* TASK
Change every "report the position of each instance" to "give the location of every instance" in the records below, and leave everything else as it is.

─── INPUT RECORDS

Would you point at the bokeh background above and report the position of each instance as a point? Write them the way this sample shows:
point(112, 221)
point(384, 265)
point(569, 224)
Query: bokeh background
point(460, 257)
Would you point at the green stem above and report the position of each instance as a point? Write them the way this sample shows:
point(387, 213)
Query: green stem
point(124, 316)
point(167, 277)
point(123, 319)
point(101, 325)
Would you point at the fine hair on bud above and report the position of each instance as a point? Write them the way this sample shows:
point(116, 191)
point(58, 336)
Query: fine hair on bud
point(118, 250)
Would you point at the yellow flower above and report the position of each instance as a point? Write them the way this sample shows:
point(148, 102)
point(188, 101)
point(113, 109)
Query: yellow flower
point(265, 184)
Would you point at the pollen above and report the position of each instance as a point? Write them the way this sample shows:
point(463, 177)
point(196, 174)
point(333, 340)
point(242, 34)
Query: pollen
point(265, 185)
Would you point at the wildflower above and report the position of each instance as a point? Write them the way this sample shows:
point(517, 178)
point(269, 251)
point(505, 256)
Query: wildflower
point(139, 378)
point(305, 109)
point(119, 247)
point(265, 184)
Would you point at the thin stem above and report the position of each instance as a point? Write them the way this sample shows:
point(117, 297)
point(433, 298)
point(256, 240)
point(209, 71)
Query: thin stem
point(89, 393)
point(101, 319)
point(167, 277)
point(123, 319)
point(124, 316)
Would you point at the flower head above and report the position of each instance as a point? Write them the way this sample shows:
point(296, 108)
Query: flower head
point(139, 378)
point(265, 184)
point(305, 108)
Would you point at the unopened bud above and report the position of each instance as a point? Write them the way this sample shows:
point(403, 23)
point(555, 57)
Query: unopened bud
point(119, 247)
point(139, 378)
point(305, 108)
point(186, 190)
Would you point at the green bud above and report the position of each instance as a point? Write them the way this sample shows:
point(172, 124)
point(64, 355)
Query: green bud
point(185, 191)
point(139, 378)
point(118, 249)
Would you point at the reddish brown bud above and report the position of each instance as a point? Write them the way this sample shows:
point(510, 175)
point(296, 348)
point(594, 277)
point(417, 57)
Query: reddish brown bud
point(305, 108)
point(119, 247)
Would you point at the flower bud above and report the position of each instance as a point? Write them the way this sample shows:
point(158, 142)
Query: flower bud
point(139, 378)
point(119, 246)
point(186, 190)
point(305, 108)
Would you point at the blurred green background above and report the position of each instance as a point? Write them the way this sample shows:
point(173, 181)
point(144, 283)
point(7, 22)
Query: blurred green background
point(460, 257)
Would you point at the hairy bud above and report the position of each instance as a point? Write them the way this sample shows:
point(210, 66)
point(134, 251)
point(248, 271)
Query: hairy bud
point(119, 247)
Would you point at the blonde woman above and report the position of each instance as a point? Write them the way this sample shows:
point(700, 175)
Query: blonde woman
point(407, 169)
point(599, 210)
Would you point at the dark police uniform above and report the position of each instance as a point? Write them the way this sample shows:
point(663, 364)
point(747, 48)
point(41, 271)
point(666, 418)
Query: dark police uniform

──────

* ANSWER TO THE TASK
Would you point at the bokeh background above and give the location of every instance as a point? Write them the way this sample shows:
point(112, 221)
point(384, 265)
point(569, 224)
Query: bokeh background
point(460, 257)
Would you point at the green stem above and give the location of every instance as a point? Write them the way this sample shows:
point(387, 213)
Query: green stem
point(124, 316)
point(167, 277)
point(123, 319)
point(101, 325)
Would you point at the fine hair on bud above and give the location of every instance as a point? Write them the way this sample shows:
point(116, 191)
point(58, 336)
Query: fine hair on bud
point(118, 250)
Would you point at the yellow flower above and give the location of every instance as a point? Write them the way this sample shows:
point(148, 102)
point(188, 101)
point(113, 109)
Query: yellow flower
point(265, 184)
Would you point at the pollen above and give the location of every instance as a point? Write them the way this sample shows:
point(463, 177)
point(196, 174)
point(333, 340)
point(242, 34)
Query: pollen
point(265, 185)
Would you point at the wildflower above and give the location of every instance as a point? Write them the way this sample shows:
point(517, 178)
point(269, 251)
point(505, 256)
Query: wildflower
point(139, 378)
point(305, 109)
point(119, 247)
point(265, 184)
Would you point at the thin stem above and give the location of every instance as a point? Write them the way this sample shows:
point(117, 297)
point(433, 298)
point(256, 240)
point(209, 71)
Query: thin stem
point(89, 393)
point(101, 319)
point(167, 277)
point(123, 319)
point(124, 316)
Would you point at the flower head above and give the location of every instance as a point? Write them the way this sample shows:
point(296, 108)
Query: flower head
point(139, 378)
point(265, 184)
point(305, 108)
Would you point at the unopened bud above and give the location of every instance as a point? Write them the way this sample shows:
point(403, 23)
point(555, 57)
Query: unopened bud
point(119, 247)
point(139, 378)
point(305, 108)
point(186, 190)
Would you point at the green bud above and give the location of every instance as a point? Write them the way this sample shows:
point(172, 124)
point(64, 355)
Query: green bud
point(185, 191)
point(139, 378)
point(118, 249)
Would you point at the reddish brown bud above and give the location of every instance as a point? Write them the way this sample shows:
point(510, 175)
point(296, 348)
point(594, 277)
point(417, 57)
Query: reddish brown bud
point(305, 108)
point(119, 247)
Would you point at the flower bud above and give the location of every instance as a point? Write them the way this sample shows:
point(158, 142)
Query: flower bud
point(139, 378)
point(119, 246)
point(186, 190)
point(305, 108)
Would you point at the blurred green background above and give the location of every instance as a point? Write them the way this sample shows:
point(173, 181)
point(144, 283)
point(7, 22)
Query: blurred green background
point(460, 257)
Would you point at the hairy bud above and give the location of every instance as a point? Write them the way this sample shows:
point(210, 66)
point(134, 251)
point(248, 271)
Query: hairy bud
point(119, 247)
Would you point at the blonde woman above and give the location of every instance as a point? Write them the way this sample shows:
point(700, 175)
Query: blonde woman
point(407, 169)
point(599, 210)
Would you point at the dark police uniform above and give the location of every instance as a point? Write them the way this sample shows:
point(663, 364)
point(747, 48)
point(41, 271)
point(666, 418)
Query: dark police uniform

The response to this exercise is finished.